### HOW TO COMPLETE THIS TASK
Transcribe the k3s troubleshooting notes below between "After the server" and "explanation and fix.", inclusive.

┌─ SELECTED TEXT

After the server reboots, its dynamic listener TLS cert may change. Agents that booted before or concurrently with the server will cache the old CA and fail with x509: certificate signed by unknown authority. The playbook includes a Restart k3s-agent to refresh certificates step to handle this, but it’s not always sufficient. See Part 3 for the full explanation and fix.

Terminal window
# On each node:
stat -f --format=%T /sys/fs/cgroup
# Expected: cgroup2fs
swapon --show
# Expected: (empty output)
free -h | grep Swap
# Expected: Swap: 0B 0B 0B

After migration, containerd v2.1 on k3s 1.34 produces an InvalidDiskCapacity warning on every kubelet start:

Warning InvalidDiskCapacity kubelet invalid capacity 0 on image filesystem

This is caused by disable_snapshot_annotations = true in the auto-generated containerd config. It’s cosmetic — disk capacity reporting works fine. It will resolve with a future k3s upgrade.


This is the single most disruptive issue on this cluster. After a server reboot (or power cycle), agents frequently get stuck with:

tls: failed to verify certificate: x509: certificate signed by unknown authority

k3s has two separate CA systems and a dynamic TLS certificate:

ComponentPath (server)Purpose
Server CA/var/lib/rancher/k3s/server/tls/server-ca.crtSigns the API server’s serving certificate
Client CA/var/lib/rancher/k3s/server/tls/client-ca.crtSigns kubelet/kube-proxy client certs
Dynamic listener cert/var/lib/rancher/k3s/server/tls/dynamic-cert.jsonThe actual TLS cert presented on port 6443, managed by rancher/dynamiclistener

Agents cache the server CA and client CA locally:

ComponentPath (agent)

└─
┌─ DATA SEGMENT

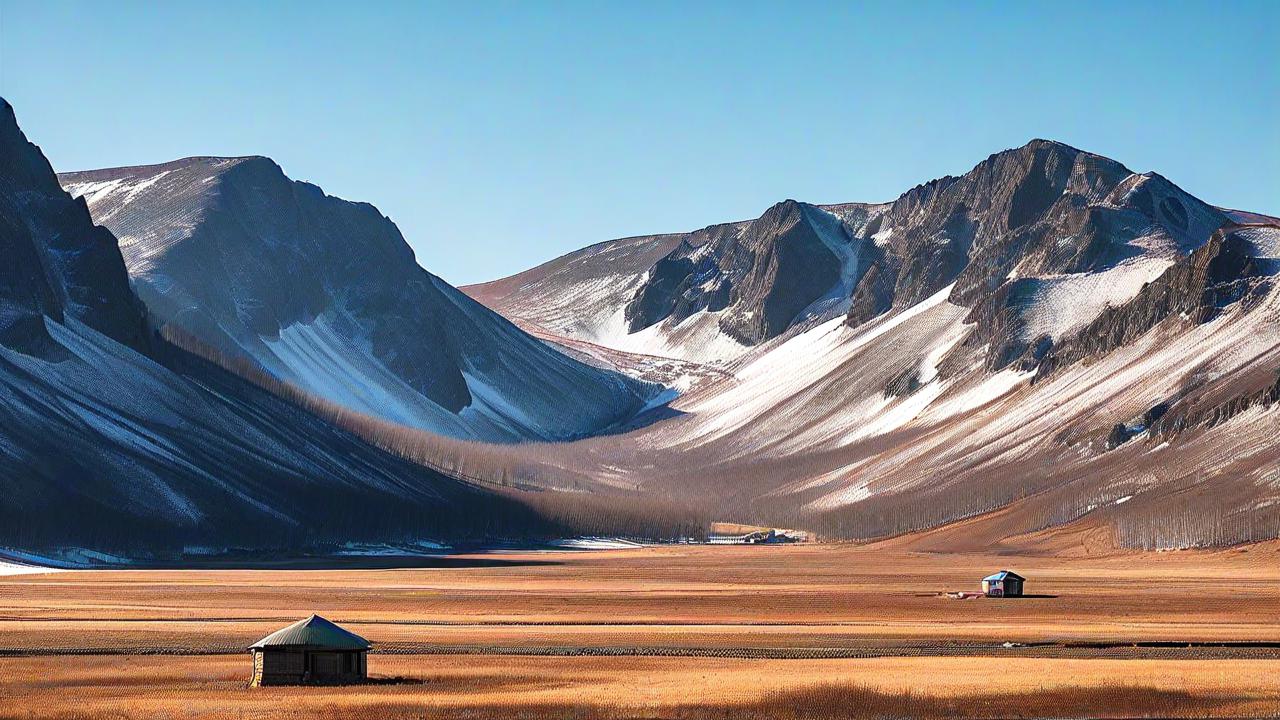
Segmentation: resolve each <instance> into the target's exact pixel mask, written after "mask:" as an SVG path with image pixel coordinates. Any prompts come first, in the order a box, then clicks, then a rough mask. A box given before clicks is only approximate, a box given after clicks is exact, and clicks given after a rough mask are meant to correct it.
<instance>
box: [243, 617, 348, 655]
mask: <svg viewBox="0 0 1280 720" xmlns="http://www.w3.org/2000/svg"><path fill="white" fill-rule="evenodd" d="M264 647H305V648H307V650H369V641H366V639H365V638H362V637H360V635H357V634H356V633H352V632H348V630H343V629H342V628H339V626H338V625H334V624H333V623H330V621H328V620H325V619H324V618H321V616H319V615H312V616H310V618H307V619H306V620H298V621H297V623H294V624H292V625H289V626H288V628H283V629H279V630H276V632H274V633H271V634H270V635H266V637H265V638H262V639H260V641H257V642H256V643H253V644H251V646H248V648H250V650H261V648H264Z"/></svg>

└─

### RESULT OF THE EXERCISE
After the server reboots, its dynamic listener TLS cert may change. Agents that booted before or concurrently with the server will cache the old CA and fail with x509: certificate signed by unknown authority. The playbook includes a Restart k3s-agent to refresh certificates step to handle this, but it’s not always sufficient. See Part 3 for the full explanation and fix.